* begin EXTRACTED RECORDS *

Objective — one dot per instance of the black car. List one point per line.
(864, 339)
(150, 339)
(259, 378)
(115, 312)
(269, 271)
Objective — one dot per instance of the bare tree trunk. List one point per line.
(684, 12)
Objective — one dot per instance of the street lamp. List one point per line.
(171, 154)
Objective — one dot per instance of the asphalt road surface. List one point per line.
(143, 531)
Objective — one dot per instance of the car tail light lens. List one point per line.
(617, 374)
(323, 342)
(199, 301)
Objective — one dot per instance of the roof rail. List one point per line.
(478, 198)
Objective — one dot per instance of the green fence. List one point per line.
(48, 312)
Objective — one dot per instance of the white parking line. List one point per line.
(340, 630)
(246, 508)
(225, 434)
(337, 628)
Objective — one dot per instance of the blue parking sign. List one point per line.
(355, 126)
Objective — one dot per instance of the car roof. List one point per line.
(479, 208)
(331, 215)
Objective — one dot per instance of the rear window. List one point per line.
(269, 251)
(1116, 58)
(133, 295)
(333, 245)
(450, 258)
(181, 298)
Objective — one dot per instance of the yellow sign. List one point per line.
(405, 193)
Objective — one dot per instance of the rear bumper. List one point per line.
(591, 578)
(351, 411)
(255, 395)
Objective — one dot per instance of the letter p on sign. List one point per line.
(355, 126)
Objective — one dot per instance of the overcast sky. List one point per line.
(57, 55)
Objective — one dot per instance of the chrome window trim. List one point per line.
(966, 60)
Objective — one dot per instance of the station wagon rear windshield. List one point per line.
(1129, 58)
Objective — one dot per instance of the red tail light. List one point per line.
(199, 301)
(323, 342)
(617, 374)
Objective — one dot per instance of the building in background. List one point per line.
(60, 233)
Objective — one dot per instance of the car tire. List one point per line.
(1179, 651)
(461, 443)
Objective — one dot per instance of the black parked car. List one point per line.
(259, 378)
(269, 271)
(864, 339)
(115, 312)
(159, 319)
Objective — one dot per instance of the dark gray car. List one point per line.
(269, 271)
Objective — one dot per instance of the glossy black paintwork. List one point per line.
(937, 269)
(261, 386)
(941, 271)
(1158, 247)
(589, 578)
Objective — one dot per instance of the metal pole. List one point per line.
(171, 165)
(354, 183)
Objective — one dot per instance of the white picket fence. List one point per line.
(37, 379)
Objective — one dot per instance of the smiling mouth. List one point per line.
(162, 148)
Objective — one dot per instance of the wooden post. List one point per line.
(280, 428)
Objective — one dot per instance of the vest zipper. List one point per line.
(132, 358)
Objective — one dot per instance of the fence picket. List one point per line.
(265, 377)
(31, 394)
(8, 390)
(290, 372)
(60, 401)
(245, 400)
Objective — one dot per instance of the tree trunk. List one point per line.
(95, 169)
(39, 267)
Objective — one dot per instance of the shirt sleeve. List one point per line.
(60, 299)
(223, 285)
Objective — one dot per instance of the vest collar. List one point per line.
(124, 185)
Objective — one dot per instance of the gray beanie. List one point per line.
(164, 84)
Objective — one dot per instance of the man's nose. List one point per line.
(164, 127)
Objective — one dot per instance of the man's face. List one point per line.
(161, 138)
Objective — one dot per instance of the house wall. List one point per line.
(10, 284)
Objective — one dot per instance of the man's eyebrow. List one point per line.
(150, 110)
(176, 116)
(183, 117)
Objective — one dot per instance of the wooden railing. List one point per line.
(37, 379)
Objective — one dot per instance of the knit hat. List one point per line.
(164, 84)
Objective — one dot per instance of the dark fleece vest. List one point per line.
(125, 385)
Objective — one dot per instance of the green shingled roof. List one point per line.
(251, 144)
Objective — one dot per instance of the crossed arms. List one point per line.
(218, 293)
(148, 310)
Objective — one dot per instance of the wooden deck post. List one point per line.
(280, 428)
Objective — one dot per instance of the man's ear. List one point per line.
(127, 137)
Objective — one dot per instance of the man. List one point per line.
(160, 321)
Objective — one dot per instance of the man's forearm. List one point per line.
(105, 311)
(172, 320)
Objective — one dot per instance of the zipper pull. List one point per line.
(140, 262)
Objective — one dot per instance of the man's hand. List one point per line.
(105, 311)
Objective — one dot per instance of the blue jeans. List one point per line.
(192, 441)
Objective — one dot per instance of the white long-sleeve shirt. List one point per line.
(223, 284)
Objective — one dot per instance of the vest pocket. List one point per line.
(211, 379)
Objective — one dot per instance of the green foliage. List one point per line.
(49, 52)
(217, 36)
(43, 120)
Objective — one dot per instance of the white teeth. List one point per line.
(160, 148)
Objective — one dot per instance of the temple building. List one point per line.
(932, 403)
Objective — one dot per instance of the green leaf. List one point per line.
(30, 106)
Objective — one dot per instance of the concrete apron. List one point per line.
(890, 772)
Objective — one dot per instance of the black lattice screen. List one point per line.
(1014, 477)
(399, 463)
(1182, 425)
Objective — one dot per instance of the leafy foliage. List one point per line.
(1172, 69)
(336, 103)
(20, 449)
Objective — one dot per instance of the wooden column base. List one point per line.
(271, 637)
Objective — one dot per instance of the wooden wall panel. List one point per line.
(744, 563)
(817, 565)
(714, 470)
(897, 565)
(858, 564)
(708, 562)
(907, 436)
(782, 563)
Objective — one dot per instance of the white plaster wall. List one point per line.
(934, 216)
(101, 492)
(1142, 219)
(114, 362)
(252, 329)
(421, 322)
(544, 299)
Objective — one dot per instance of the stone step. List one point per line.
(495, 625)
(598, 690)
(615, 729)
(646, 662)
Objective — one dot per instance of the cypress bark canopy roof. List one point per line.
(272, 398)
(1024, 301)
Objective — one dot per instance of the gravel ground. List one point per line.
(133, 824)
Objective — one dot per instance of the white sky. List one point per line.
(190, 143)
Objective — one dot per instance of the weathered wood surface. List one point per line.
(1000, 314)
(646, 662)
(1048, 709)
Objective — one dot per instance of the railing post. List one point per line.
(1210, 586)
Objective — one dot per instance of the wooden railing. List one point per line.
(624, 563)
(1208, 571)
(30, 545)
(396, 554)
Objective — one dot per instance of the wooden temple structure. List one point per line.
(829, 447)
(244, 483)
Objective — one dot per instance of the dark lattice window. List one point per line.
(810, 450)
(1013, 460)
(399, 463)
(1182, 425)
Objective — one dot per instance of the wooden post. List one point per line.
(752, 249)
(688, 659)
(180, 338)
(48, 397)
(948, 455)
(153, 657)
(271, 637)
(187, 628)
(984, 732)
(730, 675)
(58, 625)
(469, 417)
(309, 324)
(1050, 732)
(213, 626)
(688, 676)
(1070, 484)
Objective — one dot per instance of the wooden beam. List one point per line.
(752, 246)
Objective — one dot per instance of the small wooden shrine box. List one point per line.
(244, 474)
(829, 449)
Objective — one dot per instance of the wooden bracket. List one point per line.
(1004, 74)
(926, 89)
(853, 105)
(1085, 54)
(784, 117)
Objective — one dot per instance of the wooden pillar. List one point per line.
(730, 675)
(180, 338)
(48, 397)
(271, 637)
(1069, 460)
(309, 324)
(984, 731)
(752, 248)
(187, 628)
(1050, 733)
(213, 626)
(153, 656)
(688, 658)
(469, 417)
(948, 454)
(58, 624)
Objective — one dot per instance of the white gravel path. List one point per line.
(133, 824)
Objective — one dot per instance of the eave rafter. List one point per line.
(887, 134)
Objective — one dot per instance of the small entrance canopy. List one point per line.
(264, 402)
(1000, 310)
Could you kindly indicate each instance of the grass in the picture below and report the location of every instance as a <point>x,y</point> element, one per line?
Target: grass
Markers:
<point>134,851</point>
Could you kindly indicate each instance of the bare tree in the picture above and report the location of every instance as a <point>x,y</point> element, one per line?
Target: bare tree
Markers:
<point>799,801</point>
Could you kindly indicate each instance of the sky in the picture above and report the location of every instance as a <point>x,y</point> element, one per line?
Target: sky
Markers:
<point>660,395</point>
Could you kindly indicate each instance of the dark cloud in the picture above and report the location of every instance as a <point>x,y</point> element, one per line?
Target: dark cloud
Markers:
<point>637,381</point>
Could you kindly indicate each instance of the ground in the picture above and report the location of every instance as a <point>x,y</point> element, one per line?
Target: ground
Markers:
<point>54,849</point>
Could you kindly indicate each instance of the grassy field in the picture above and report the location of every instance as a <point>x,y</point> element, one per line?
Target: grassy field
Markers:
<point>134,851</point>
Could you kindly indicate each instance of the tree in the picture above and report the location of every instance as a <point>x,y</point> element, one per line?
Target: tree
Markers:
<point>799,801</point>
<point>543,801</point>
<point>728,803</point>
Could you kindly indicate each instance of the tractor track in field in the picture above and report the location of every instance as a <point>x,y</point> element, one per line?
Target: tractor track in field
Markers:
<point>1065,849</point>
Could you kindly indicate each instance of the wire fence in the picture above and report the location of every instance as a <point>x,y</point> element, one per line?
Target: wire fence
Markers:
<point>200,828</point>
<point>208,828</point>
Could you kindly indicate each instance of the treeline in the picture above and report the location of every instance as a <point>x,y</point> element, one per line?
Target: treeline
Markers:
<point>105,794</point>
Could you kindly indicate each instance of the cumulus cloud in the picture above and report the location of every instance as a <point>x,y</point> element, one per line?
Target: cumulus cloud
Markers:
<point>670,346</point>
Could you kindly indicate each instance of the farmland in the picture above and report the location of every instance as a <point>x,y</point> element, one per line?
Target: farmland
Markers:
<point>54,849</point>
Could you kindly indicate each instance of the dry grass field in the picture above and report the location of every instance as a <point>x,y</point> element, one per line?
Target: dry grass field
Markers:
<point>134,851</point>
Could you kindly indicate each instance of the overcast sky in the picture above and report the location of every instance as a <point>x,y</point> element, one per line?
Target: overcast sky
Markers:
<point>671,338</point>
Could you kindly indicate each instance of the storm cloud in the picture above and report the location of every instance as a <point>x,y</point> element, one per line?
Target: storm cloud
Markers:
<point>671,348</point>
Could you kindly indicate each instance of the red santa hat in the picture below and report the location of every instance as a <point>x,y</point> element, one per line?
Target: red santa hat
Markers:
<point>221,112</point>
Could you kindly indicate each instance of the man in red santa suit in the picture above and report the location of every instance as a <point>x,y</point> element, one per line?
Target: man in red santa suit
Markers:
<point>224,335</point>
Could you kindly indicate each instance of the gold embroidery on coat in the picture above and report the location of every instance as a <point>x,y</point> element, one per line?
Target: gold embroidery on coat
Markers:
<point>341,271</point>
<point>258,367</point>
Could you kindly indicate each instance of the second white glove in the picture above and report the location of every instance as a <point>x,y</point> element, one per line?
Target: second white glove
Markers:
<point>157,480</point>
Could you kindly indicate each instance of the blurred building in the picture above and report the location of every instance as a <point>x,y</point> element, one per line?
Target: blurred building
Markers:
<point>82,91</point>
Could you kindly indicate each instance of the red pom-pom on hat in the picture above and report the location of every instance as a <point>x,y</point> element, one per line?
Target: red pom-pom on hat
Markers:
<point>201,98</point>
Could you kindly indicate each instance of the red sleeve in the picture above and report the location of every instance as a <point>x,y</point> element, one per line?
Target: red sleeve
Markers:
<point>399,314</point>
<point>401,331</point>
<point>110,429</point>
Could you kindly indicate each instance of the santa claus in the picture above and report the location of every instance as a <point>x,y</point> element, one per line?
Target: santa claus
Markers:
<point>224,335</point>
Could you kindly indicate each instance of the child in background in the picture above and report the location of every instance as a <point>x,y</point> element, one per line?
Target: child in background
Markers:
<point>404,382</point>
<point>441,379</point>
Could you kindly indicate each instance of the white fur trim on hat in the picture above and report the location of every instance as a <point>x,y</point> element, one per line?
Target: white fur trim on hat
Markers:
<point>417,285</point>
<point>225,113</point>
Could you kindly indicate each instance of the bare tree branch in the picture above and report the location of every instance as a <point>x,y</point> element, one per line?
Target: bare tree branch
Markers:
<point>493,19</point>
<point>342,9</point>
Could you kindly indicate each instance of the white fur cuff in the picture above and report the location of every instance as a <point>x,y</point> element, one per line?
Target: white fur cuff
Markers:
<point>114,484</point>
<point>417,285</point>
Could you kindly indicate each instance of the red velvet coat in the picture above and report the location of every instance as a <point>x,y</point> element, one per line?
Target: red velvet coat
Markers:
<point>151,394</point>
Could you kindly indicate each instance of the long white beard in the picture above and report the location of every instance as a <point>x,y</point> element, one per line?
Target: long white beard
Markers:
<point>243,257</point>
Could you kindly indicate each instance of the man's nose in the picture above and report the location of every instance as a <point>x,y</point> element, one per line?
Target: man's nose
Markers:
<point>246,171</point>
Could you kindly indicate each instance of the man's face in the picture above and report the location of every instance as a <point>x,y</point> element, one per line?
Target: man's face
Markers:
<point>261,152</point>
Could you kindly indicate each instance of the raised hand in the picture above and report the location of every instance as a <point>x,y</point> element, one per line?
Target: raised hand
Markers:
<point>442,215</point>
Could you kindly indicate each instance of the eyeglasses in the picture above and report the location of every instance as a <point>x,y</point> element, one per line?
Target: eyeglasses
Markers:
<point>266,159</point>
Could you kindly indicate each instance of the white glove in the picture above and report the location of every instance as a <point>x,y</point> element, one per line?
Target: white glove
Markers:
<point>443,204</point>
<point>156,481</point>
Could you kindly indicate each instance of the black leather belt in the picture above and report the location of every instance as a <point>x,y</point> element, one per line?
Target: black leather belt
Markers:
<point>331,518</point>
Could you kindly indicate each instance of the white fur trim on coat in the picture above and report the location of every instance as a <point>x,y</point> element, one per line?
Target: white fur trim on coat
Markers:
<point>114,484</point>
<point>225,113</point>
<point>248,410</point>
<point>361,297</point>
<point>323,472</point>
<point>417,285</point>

* end EXTRACTED RECORDS *

Rewrite only the stretch of records from the line containing "Objective — one dot per instance of the white sky." through the line containing "(1000, 310)", keeping every line. Shift each coordinate pair by adding 149 to both of its numbers.

Objective — one dot per instance of the white sky. List one point per line.
(339, 292)
Objective — one dot per instance of the weathered wood surface. List one point per line.
(1149, 463)
(795, 811)
(1197, 858)
Objective — one dot per instance of the railing post. List one point per line.
(1359, 735)
Objective — one dot per instance of the wooden railing. List one point per line.
(773, 712)
(1357, 720)
(179, 694)
(545, 703)
Objective — one dot per instance of the wooden temple structure. List one point per line.
(978, 596)
(393, 632)
Objective — one dot per instance of the dark lattice window. List one point per line.
(959, 599)
(1162, 609)
(548, 612)
(1331, 574)
Objective — one dot per instance of the wooden post. List one point per line.
(901, 398)
(837, 808)
(329, 487)
(197, 546)
(1097, 604)
(302, 806)
(420, 786)
(336, 777)
(1133, 881)
(879, 824)
(207, 774)
(618, 566)
(458, 473)
(1199, 881)
(362, 775)
(837, 825)
(1219, 633)
Objective — one dot per instance of the wooden beam. List one point per line.
(901, 395)
Objective — one dot per instance of the small wooden shrine box. List one point per line.
(393, 623)
(978, 598)
Objective — one dot per instance of the wooden bracket. List one point per line.
(1153, 223)
(1075, 238)
(1002, 254)
(1234, 203)
(933, 266)
Objective — one dot per instance of the wooden pillar. List one point per line.
(879, 824)
(329, 487)
(197, 546)
(420, 786)
(1218, 609)
(458, 473)
(1133, 880)
(901, 397)
(336, 777)
(1199, 882)
(362, 775)
(302, 805)
(837, 807)
(618, 566)
(1097, 603)
(207, 773)
Objective — one dot per instance of the white gravel path. List one point per line.
(282, 973)
Objective — one dot per instance of the eave rafter. List one point per line.
(1036, 283)
Objective — one dot per instance of the small entrance canopy. List one point per line.
(413, 551)
(1149, 459)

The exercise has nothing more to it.